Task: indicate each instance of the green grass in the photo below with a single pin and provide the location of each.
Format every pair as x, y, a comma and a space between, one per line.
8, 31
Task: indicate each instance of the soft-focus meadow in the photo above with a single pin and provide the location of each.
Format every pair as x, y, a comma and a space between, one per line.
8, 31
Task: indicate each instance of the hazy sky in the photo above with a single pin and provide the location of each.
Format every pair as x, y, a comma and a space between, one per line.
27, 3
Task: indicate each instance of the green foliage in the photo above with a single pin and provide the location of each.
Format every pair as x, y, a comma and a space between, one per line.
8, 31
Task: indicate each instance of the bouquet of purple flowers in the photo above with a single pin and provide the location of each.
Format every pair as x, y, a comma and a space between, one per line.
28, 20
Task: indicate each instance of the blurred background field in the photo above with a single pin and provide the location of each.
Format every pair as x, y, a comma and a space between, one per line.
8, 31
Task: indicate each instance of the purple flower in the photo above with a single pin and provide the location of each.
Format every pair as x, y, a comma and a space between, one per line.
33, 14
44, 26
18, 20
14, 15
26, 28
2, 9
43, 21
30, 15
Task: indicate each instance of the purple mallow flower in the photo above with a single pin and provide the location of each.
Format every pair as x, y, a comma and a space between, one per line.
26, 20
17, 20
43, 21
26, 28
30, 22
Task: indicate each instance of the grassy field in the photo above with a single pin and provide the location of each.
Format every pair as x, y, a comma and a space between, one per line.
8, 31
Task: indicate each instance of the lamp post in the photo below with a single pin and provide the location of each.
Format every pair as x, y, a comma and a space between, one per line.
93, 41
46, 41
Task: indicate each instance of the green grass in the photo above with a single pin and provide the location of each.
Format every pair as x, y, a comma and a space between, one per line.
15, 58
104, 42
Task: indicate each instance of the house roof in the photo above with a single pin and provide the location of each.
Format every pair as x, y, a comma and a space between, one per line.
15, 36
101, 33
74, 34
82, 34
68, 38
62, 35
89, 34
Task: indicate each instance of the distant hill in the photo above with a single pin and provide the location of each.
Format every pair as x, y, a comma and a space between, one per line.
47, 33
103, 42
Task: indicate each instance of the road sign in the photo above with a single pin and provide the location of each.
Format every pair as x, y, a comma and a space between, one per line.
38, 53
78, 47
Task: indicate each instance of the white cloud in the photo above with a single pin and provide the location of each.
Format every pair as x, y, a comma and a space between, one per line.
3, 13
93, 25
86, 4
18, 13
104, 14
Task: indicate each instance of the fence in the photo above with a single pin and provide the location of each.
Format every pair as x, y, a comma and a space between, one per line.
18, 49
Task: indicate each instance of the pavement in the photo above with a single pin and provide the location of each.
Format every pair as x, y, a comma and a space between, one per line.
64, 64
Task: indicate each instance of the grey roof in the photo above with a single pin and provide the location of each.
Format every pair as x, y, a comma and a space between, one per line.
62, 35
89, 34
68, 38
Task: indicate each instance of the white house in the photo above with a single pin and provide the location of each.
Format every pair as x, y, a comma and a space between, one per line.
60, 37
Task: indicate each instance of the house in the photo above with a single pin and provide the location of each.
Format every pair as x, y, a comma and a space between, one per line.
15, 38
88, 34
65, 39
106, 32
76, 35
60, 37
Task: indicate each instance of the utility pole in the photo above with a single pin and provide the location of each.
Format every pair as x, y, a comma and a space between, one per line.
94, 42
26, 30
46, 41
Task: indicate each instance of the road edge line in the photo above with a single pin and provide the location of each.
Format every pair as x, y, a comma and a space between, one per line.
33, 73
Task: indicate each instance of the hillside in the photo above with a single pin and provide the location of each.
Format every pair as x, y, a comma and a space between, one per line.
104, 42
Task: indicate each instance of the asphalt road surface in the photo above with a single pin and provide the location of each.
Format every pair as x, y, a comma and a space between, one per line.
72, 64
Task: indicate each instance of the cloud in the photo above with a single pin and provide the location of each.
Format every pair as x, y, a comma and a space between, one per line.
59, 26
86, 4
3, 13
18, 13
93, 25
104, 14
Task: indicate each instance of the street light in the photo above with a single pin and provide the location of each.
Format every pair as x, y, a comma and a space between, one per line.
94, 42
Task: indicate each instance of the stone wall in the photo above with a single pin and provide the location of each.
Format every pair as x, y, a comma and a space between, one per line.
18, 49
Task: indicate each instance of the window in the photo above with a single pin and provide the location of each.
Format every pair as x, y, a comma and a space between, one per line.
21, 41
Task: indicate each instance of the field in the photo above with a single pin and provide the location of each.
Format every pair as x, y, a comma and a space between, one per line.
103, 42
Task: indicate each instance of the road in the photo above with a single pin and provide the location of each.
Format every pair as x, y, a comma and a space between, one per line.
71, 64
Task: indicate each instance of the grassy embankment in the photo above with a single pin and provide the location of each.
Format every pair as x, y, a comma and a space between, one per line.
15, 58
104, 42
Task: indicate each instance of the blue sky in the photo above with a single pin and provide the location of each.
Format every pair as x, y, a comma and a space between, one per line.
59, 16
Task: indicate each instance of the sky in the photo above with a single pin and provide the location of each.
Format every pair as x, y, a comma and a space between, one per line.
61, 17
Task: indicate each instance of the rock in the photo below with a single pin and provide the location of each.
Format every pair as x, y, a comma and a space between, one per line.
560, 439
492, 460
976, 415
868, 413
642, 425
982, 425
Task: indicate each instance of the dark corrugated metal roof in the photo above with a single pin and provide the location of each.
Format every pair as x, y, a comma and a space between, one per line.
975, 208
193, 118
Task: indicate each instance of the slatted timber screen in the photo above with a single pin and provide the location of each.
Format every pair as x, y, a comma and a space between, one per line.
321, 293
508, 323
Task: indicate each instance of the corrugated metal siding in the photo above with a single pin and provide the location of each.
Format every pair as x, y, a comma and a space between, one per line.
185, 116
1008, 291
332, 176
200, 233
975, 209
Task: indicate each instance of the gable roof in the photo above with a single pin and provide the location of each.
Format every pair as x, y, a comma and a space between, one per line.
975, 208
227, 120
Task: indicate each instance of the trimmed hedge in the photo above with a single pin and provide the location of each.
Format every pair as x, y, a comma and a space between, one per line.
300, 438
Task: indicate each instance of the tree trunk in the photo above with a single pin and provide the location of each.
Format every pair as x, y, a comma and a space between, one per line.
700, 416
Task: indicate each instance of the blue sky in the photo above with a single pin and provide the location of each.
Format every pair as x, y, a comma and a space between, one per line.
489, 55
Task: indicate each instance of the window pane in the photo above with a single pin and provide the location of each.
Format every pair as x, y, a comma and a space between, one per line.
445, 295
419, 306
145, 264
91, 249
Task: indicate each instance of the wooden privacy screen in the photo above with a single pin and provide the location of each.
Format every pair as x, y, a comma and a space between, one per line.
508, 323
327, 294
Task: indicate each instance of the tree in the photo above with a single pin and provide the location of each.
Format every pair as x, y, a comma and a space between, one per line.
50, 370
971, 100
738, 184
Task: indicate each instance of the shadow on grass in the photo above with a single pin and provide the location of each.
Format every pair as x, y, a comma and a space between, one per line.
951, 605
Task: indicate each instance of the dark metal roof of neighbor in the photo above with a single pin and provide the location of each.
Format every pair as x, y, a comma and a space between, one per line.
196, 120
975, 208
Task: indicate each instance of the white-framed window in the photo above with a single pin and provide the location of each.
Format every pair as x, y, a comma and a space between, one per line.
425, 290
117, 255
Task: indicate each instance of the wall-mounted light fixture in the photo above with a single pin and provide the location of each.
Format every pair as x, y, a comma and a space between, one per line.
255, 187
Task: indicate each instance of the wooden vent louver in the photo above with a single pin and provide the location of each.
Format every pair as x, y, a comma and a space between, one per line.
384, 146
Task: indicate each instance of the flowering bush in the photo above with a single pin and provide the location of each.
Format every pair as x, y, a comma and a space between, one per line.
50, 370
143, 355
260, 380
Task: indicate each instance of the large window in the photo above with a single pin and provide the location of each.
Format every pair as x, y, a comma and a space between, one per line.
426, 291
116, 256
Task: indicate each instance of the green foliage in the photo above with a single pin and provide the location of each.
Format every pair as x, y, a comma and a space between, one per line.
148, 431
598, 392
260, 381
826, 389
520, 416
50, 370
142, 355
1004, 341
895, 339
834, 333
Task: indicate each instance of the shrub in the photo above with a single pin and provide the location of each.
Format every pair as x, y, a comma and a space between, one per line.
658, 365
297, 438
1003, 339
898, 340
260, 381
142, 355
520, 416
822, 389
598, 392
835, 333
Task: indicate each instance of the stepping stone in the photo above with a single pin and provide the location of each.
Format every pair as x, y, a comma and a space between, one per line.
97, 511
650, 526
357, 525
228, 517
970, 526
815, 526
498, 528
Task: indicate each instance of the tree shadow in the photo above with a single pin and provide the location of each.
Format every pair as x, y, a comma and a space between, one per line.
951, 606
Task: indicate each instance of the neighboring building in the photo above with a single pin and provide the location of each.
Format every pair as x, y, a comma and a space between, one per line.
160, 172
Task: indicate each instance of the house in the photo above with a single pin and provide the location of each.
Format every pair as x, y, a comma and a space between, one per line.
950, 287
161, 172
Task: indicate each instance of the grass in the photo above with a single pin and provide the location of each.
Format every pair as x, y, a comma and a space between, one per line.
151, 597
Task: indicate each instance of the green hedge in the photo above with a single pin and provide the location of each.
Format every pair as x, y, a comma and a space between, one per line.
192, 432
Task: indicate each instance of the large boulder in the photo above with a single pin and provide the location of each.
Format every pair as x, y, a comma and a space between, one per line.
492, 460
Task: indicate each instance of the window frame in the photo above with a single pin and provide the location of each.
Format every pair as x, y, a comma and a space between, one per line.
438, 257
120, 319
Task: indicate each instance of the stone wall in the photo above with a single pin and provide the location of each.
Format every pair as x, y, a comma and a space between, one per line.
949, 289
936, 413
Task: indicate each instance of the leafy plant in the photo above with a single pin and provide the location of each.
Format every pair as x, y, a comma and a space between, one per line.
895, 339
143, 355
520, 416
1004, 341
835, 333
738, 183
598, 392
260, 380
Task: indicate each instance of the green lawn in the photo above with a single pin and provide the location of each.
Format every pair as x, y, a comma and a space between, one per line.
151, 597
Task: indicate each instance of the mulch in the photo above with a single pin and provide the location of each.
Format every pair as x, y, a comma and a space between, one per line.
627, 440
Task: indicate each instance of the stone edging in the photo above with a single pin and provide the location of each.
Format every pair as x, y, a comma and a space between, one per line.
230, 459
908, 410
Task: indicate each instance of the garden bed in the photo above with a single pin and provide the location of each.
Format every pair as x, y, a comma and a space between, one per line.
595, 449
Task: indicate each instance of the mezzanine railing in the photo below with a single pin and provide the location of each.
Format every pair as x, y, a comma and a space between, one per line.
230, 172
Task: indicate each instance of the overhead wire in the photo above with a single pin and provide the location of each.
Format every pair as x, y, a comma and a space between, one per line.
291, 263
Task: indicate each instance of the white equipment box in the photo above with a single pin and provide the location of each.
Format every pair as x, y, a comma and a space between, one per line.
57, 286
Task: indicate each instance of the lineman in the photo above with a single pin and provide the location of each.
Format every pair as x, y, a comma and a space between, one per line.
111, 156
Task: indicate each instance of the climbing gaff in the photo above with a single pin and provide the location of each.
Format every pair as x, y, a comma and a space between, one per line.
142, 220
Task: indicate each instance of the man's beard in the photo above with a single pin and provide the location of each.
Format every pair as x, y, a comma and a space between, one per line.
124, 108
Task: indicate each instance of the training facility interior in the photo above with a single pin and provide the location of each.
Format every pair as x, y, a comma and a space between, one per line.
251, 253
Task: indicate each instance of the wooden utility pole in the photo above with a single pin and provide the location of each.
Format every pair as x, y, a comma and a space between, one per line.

| Do this |
Locate "Task: indicate each instance of the climbing" in the material, then quote the line that contains it and all lines after it through the final one.

| Exercise answer |
Task: indicate each instance of the climbing gaff in the photo above with a single pin and provide the location of each.
Format every pair as x, y, a comma and a space between, one per line.
142, 220
Task: indicate each instance of the man's beard in the photo above with a single pin and provide the location of each.
Format every pair as x, y, a comma and a space between, one per line.
124, 108
Task: indicate each instance of the training facility interior in the photo above with a single pin and provide the location of each.
Format every pair as x, y, a comma and a space between, one per line.
251, 253
Task: indicate each instance of the wooden utility pole in the photo above with a single pin and provide the location of each.
Format every pair as x, y, a comma and a space between, one per line.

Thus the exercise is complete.